> **GIVEN PROBLEM**
Keep only the lines of the material below that contain the string "hazy", treating uppercase and lowercase as different.

> **RECORDS FOR THE EXERCISE**
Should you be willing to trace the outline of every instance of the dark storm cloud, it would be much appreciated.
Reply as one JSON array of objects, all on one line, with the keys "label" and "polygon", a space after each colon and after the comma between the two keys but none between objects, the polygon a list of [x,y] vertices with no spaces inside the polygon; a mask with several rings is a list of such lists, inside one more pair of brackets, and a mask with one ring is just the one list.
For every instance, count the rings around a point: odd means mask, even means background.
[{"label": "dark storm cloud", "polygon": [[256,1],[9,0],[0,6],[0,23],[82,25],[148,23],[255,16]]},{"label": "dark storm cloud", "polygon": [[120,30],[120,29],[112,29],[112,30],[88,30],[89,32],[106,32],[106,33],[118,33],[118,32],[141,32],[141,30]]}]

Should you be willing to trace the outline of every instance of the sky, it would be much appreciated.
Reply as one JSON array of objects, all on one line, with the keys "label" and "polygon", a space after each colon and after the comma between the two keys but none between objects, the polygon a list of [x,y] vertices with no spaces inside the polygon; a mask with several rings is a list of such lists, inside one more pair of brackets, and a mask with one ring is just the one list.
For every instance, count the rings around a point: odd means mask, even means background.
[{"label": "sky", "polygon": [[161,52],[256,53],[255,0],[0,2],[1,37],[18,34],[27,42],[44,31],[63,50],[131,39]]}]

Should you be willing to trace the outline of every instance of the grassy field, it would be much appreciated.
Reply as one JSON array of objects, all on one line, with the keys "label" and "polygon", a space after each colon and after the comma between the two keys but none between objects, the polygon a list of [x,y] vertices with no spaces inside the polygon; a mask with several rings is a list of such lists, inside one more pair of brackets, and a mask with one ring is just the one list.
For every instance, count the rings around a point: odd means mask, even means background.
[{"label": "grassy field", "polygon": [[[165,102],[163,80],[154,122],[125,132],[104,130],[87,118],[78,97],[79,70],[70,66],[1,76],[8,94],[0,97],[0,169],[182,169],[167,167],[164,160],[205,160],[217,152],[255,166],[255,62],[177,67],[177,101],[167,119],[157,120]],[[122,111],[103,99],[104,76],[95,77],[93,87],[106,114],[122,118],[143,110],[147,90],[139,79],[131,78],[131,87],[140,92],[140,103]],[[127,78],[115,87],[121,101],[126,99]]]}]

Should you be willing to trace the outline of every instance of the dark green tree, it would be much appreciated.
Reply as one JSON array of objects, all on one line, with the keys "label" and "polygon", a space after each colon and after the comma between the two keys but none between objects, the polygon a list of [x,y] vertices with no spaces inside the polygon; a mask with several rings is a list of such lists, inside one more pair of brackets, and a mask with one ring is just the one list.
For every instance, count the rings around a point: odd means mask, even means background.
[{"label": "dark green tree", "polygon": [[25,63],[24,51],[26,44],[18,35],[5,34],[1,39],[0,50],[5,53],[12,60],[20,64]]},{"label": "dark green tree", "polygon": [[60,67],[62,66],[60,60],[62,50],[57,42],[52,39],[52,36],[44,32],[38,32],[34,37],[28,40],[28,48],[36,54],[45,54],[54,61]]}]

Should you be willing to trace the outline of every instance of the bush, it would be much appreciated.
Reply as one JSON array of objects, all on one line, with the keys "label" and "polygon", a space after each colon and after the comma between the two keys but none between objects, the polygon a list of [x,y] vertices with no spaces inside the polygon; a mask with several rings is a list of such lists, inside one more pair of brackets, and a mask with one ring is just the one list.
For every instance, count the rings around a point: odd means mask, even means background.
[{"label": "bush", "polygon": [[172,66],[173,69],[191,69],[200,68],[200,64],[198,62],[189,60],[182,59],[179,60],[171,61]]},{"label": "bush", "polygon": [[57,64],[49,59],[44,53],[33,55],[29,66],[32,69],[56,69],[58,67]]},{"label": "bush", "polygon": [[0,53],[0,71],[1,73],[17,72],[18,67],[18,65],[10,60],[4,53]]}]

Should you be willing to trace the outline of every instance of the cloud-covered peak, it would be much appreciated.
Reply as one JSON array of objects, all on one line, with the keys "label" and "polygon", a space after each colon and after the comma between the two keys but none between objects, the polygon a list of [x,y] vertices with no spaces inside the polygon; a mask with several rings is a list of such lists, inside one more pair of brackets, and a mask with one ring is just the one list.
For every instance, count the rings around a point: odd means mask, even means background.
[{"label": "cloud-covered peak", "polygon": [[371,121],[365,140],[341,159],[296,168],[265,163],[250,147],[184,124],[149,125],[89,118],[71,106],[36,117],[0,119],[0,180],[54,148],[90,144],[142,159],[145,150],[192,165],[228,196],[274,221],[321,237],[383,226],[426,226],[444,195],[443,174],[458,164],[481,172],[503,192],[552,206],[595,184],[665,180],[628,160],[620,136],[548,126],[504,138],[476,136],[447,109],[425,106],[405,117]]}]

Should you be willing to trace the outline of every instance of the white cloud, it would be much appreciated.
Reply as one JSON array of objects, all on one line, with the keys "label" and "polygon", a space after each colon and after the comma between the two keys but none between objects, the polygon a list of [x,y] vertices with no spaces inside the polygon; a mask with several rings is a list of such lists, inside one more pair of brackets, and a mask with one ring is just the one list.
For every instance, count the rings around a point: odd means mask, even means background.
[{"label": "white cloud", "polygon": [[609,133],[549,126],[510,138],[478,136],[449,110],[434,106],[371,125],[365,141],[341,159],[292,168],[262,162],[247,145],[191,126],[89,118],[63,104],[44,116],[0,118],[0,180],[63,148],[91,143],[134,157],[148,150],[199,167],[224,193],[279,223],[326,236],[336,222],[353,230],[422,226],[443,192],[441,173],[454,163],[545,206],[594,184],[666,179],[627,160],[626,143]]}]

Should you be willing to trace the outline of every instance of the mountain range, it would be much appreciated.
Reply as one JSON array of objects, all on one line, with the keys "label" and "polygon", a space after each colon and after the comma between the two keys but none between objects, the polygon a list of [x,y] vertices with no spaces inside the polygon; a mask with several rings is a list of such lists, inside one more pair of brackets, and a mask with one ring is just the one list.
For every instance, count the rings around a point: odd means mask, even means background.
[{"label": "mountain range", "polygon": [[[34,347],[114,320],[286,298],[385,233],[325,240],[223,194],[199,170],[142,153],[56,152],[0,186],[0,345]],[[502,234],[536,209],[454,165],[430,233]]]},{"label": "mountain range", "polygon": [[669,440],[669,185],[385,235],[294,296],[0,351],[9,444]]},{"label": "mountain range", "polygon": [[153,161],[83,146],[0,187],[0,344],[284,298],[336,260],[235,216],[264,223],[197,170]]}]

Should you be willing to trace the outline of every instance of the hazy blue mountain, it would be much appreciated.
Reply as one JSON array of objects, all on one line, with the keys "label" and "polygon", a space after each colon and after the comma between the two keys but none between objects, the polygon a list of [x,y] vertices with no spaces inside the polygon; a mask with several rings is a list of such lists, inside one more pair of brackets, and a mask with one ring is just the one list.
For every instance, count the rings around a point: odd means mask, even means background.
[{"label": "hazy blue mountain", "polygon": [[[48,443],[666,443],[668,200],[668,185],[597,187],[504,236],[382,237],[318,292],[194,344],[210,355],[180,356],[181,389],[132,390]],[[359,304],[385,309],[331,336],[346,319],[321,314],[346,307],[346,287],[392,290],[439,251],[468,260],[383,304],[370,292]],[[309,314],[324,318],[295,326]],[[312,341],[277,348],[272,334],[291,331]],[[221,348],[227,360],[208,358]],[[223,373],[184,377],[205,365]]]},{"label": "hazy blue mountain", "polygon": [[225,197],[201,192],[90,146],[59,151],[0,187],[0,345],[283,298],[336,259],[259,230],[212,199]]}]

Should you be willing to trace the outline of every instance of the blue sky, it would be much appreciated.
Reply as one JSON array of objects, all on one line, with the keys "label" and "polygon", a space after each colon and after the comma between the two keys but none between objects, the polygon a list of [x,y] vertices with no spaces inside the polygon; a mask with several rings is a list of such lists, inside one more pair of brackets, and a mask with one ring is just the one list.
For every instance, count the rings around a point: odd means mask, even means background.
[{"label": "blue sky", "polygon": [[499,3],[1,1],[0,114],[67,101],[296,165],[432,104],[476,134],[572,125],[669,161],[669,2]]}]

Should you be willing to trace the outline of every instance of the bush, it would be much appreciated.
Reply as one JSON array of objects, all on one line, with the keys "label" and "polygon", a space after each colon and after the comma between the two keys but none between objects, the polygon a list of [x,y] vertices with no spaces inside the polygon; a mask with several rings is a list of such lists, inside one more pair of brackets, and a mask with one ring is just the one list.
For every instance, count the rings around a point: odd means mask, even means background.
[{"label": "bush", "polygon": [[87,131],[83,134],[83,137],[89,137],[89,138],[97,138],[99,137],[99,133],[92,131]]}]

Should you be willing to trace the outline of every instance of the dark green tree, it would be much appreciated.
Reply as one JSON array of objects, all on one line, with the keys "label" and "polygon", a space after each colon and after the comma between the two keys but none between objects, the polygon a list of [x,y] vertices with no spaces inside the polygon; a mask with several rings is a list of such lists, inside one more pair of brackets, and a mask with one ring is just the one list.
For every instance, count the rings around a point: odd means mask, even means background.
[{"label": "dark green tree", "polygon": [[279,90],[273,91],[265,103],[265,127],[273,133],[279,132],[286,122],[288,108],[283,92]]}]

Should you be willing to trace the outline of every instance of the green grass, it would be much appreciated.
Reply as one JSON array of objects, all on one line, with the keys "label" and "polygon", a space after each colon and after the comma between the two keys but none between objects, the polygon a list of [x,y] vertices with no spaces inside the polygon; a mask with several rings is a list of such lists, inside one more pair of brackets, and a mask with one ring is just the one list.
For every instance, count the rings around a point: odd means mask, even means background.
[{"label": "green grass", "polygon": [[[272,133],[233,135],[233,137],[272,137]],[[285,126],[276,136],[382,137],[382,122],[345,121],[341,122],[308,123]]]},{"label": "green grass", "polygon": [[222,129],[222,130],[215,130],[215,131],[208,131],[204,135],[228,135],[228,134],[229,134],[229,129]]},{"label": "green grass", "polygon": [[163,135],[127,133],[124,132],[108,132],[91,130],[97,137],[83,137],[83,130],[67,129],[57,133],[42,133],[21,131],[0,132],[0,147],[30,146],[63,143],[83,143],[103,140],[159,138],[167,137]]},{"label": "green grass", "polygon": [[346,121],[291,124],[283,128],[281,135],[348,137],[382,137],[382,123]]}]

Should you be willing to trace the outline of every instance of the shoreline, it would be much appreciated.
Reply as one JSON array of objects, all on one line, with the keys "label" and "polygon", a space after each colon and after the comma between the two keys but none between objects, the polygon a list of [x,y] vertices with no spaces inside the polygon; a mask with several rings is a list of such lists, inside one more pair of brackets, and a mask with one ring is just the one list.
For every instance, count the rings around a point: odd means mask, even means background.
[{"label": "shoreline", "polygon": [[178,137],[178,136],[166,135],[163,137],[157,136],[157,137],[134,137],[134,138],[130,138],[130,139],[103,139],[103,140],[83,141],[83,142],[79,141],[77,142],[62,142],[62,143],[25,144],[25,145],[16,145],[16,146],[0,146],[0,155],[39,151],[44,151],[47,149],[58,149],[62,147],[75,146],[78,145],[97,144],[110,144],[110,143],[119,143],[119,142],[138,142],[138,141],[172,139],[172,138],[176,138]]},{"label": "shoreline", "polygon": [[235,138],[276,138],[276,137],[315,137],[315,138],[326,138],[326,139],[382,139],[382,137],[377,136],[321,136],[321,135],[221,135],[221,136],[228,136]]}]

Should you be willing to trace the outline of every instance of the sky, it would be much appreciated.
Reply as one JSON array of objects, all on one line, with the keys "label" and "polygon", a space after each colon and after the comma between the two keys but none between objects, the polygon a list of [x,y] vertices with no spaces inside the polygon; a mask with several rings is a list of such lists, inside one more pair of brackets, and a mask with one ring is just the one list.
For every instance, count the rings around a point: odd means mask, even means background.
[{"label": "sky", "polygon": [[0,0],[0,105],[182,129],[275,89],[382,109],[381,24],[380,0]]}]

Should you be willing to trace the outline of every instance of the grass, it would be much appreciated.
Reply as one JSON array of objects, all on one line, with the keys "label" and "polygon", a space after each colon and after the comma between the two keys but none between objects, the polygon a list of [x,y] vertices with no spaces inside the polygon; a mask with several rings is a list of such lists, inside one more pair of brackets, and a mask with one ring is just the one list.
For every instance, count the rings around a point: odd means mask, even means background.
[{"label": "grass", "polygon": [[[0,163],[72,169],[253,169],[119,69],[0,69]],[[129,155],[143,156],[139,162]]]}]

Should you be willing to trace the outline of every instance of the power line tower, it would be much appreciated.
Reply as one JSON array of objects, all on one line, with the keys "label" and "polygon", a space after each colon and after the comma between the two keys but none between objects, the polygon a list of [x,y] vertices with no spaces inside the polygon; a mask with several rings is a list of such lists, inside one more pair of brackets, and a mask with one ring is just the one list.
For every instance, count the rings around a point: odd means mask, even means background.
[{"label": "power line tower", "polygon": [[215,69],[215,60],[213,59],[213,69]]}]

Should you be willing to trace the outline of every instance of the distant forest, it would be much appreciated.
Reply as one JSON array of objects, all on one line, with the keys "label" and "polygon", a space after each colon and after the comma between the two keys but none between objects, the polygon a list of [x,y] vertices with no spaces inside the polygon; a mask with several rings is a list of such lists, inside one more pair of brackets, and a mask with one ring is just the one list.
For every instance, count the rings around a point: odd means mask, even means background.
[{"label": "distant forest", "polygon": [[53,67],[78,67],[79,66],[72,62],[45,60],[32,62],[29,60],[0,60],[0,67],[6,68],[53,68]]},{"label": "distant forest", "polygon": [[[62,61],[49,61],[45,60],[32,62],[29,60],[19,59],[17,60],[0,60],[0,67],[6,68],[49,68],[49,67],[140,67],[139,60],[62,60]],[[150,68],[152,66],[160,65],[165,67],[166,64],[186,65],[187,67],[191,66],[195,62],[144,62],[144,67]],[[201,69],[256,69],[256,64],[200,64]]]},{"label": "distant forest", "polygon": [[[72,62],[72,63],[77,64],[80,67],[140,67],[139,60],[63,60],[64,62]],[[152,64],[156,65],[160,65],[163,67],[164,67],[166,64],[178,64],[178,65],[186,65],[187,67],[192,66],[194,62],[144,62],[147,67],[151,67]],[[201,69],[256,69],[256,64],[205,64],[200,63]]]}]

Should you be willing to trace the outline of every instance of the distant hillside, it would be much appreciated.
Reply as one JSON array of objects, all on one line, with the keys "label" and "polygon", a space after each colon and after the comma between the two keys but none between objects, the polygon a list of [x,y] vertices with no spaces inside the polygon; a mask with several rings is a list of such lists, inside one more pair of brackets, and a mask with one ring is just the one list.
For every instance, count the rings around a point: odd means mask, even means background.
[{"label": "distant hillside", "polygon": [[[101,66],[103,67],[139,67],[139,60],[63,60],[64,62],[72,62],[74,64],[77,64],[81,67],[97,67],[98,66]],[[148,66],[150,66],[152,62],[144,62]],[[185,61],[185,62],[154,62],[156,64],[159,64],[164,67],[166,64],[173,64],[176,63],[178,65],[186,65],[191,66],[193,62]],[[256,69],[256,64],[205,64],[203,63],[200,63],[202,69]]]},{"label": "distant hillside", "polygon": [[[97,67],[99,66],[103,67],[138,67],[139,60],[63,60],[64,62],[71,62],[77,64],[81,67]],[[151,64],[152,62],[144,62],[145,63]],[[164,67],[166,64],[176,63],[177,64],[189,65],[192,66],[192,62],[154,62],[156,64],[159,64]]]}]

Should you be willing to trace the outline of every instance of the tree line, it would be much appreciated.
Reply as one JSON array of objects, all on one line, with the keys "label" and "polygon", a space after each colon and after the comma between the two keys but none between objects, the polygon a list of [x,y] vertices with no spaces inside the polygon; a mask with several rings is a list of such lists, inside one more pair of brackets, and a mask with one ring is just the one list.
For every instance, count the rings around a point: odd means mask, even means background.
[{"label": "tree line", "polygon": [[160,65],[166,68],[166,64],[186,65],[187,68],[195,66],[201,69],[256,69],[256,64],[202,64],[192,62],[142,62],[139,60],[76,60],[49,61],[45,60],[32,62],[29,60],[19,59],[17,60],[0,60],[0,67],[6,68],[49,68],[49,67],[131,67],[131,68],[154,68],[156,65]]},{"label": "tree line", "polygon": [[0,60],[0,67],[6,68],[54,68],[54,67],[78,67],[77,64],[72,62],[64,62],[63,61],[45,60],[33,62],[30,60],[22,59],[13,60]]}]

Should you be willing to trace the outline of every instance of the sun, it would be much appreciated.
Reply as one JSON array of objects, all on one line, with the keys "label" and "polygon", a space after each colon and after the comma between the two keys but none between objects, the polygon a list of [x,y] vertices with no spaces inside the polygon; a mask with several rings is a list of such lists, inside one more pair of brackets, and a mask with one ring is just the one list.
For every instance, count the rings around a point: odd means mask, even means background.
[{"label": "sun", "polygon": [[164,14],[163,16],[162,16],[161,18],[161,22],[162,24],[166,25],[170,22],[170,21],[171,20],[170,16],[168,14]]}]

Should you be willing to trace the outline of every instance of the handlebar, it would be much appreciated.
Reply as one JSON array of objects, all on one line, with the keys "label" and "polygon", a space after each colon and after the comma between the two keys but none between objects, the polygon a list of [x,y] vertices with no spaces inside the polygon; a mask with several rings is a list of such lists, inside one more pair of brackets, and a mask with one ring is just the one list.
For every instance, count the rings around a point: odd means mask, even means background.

> **OUTPUT FOR THIS TASK**
Should you be willing to trace the outline of every instance of the hazy blue mountain, it would be much appreciated.
[{"label": "hazy blue mountain", "polygon": [[[48,443],[666,443],[668,200],[668,185],[597,187],[504,236],[382,237],[318,292],[194,344],[210,355],[180,356],[181,389],[132,390]],[[359,304],[385,309],[331,336],[346,319],[321,314],[346,307],[346,287],[392,290],[439,251],[468,260],[383,304],[370,292]],[[309,314],[324,318],[295,326]],[[312,341],[277,348],[272,334],[291,331]],[[221,348],[227,360],[208,358]],[[223,373],[184,377],[205,365]]]},{"label": "hazy blue mountain", "polygon": [[225,197],[201,192],[90,146],[59,151],[0,187],[0,345],[283,298],[336,259],[259,230],[212,199]]}]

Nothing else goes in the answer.